▸ **EXTRACTED RECORDS**:
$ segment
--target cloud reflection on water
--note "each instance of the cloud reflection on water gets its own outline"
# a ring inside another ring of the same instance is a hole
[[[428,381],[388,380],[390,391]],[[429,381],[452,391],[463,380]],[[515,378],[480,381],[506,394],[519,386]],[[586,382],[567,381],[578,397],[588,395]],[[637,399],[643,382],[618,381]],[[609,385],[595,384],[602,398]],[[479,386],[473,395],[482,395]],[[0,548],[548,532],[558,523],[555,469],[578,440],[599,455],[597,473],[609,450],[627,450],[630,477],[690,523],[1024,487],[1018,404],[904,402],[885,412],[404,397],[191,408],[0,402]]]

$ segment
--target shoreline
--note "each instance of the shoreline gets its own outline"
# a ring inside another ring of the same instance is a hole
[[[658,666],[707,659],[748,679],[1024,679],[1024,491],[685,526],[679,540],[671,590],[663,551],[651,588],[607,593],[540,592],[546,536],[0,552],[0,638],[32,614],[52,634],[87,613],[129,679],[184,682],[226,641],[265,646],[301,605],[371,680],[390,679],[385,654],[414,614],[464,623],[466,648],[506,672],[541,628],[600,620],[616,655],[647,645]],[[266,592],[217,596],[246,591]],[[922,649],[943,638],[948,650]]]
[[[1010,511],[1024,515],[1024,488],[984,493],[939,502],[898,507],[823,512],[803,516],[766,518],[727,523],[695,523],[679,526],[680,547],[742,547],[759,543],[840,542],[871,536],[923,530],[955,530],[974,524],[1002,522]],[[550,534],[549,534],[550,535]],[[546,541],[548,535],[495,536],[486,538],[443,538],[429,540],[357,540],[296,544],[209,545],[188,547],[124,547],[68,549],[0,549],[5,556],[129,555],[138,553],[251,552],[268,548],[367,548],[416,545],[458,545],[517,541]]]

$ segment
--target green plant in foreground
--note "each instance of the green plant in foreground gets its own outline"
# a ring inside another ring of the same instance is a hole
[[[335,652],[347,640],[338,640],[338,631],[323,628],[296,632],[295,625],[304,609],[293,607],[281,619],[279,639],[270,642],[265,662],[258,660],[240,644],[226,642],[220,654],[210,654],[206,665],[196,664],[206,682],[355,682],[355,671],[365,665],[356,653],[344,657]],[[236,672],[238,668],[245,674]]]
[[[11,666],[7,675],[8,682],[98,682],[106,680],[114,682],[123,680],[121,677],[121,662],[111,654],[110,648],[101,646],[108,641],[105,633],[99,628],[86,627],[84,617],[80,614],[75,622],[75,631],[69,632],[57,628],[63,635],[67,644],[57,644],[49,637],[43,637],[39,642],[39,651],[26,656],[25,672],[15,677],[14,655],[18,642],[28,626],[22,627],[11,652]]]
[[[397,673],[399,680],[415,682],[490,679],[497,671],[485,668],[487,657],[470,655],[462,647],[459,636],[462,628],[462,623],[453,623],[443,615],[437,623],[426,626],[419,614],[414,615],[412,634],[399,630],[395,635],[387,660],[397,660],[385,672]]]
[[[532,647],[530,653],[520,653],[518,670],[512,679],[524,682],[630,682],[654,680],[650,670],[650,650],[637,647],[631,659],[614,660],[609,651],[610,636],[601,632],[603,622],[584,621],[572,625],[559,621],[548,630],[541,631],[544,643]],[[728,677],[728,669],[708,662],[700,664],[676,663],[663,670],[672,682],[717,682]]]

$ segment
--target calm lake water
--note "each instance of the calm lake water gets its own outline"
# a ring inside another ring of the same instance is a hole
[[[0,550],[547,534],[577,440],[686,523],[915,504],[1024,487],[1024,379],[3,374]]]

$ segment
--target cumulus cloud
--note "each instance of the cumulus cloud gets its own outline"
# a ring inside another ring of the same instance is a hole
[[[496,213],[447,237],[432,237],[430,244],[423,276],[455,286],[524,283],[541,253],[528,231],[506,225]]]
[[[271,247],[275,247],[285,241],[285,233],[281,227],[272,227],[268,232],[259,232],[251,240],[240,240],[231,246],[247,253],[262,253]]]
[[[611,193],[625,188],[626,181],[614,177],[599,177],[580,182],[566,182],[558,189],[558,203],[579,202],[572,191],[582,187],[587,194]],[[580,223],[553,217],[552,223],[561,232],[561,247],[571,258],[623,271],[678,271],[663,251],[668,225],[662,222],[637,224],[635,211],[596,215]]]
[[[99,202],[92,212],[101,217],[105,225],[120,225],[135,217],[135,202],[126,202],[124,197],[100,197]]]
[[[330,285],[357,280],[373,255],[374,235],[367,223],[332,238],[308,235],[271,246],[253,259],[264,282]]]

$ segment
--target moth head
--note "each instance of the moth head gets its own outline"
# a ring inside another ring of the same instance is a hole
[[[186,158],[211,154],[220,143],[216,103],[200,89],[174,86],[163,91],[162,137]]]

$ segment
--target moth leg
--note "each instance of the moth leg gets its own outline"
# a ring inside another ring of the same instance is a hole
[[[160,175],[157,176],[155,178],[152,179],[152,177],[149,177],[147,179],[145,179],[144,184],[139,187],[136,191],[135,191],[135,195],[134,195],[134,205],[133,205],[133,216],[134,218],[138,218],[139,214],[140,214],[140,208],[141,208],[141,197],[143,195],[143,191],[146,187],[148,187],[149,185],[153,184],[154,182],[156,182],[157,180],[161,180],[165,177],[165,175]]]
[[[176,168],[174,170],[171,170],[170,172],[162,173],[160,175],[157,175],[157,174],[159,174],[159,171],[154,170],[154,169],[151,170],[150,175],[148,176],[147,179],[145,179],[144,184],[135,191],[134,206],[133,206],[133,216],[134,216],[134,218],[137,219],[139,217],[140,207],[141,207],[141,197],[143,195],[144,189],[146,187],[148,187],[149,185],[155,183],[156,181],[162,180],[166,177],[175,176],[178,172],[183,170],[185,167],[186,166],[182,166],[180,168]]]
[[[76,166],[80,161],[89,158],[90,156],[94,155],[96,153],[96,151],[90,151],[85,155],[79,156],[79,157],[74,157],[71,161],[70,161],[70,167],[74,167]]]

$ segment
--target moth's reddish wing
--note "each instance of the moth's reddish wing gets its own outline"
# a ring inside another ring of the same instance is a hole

▸ **YOUR OBJECTIVE**: Please count the lines in the items above that contain the word "calm", and reply with only that number.

▸ **REPLY**: 2